=== Section Start ===

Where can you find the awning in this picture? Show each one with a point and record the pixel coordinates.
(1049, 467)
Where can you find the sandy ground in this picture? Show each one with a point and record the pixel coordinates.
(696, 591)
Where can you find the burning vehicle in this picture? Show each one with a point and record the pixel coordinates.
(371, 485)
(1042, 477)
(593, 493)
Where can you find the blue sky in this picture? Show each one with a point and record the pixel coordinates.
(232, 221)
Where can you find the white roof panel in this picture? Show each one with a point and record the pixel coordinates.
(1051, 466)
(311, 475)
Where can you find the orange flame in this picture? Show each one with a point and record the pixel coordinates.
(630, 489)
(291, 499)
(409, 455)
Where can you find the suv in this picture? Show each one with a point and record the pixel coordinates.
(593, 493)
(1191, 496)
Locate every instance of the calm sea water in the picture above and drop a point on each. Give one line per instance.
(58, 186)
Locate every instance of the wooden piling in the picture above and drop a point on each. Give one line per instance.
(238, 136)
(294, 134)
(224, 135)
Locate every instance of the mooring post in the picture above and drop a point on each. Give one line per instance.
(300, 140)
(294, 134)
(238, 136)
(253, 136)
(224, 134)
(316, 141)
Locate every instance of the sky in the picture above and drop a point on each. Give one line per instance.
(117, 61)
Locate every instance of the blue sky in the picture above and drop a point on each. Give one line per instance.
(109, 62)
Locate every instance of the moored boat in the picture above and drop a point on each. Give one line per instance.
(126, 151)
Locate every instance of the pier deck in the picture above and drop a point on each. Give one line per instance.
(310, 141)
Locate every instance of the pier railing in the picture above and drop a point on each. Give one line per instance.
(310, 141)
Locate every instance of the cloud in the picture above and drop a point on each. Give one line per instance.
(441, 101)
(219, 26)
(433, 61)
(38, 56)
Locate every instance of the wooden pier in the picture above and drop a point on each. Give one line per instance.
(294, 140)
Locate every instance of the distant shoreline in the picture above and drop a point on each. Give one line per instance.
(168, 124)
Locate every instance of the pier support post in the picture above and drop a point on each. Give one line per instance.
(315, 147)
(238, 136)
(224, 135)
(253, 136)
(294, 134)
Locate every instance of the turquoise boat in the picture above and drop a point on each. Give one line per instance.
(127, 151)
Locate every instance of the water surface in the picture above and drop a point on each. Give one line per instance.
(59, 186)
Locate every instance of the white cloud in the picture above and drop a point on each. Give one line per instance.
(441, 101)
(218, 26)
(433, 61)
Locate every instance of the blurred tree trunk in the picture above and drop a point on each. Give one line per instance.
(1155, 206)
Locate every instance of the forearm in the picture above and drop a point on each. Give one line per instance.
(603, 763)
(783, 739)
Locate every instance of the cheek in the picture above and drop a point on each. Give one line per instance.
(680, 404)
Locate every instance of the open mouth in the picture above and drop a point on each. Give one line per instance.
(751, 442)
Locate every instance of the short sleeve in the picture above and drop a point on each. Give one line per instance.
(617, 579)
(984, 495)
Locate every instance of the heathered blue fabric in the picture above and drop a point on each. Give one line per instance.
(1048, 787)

=== Section End ===

WHAT YOU ARE ASKED TO DO:
Give back all the records exactly as they stand.

TASK SOLUTION:
Where can you find the awning in this picture? Show each one with a point and record the pixel coordinates.
(1049, 467)
Where can you find the sandy ground in this picture? Show each one with a point and record the pixel coordinates.
(696, 591)
Where can you find the burning vehicle in this picture? Show each one with a point and record the pixel coordinates.
(371, 485)
(1042, 477)
(593, 493)
Where can you find the blue sky in this picture? Show each one with a point and record the pixel coordinates.
(232, 221)
Where can you find the white roof panel in this picture? Show each one with a point and record the pixel coordinates.
(1051, 466)
(311, 475)
Where can you find the orange flame in this picture? Show each one with a point and record the pixel coordinates.
(630, 489)
(291, 499)
(409, 455)
Where can you find the suv in this picture? Show each one with a point and record the pixel coordinates.
(593, 493)
(1191, 496)
Locate every instance of the calm sea water in the picture above and drop a point on each. Give one line per instance.
(58, 186)
Locate every instance of the wooden piling in the picture above and drop a point on each. Give one line per instance.
(238, 136)
(294, 134)
(224, 135)
Locate every instance of the mooring post in the picture above and drop a point on each. Give one line per instance.
(300, 140)
(294, 134)
(238, 136)
(253, 136)
(224, 134)
(316, 141)
Locate every instance of the sky in the picture above and drop a point on each. Give one line per instance.
(117, 61)
Locate every instance of the blue sky in the picture above and drop a point on each. Give one line per instance.
(109, 62)
Locate every instance of the moored boat in the picture above and drop a point on each. Give one line per instance.
(126, 151)
Locate every instance of the pier deck in the picture above and drop a point on each. Give one line per instance.
(310, 141)
Locate every instance of the pier railing in the picture above and drop a point on each. Give one line per instance.
(310, 141)
Locate every instance of the cloud in the picture above and drop a point on each. Give one line per instance.
(441, 101)
(219, 26)
(433, 61)
(38, 56)
Locate every instance of the wooden pier in the picture above and drop a point on each. Give one line per instance.
(294, 140)
Locate every instance of the distant shoreline in the picture above and drop a point on each. Give one line per instance.
(168, 124)
Locate every instance of the pier support post in the picture above and drop a point on each. Give one line per instance.
(315, 147)
(238, 136)
(224, 135)
(253, 136)
(294, 134)
Locate every instance of the turquoise boat in the picture above and drop a point on each. Give one line per instance.
(127, 151)
Locate every instance of the water surface in the picture above and drop a point on each. Give one line per instance.
(59, 186)
Locate every instance of the white cloud in the picture above and drop a point on each. Give one line per instance.
(441, 101)
(218, 26)
(433, 61)
Locate every instance of the blurred tree trunk in the picture above and drop a point on each. Give one line per instance.
(1155, 206)
Locate every instance of the forearm in the picture above and drop a point on each. Give one line per instance.
(603, 763)
(783, 739)
Locate every instance of the cheek in the picture above and drop a point on each. Give one line per instance.
(680, 404)
Locate every instance of the open mouth in the picture above and drop a point on each. Give one line per instance.
(751, 442)
Locate every instance of the short sleeve in the picture above and drop a point on each. Give one line per instance.
(617, 579)
(984, 495)
Locate every instance of the heathered blue fabric in the picture above and drop a point on each. Give one line per instance.
(1048, 787)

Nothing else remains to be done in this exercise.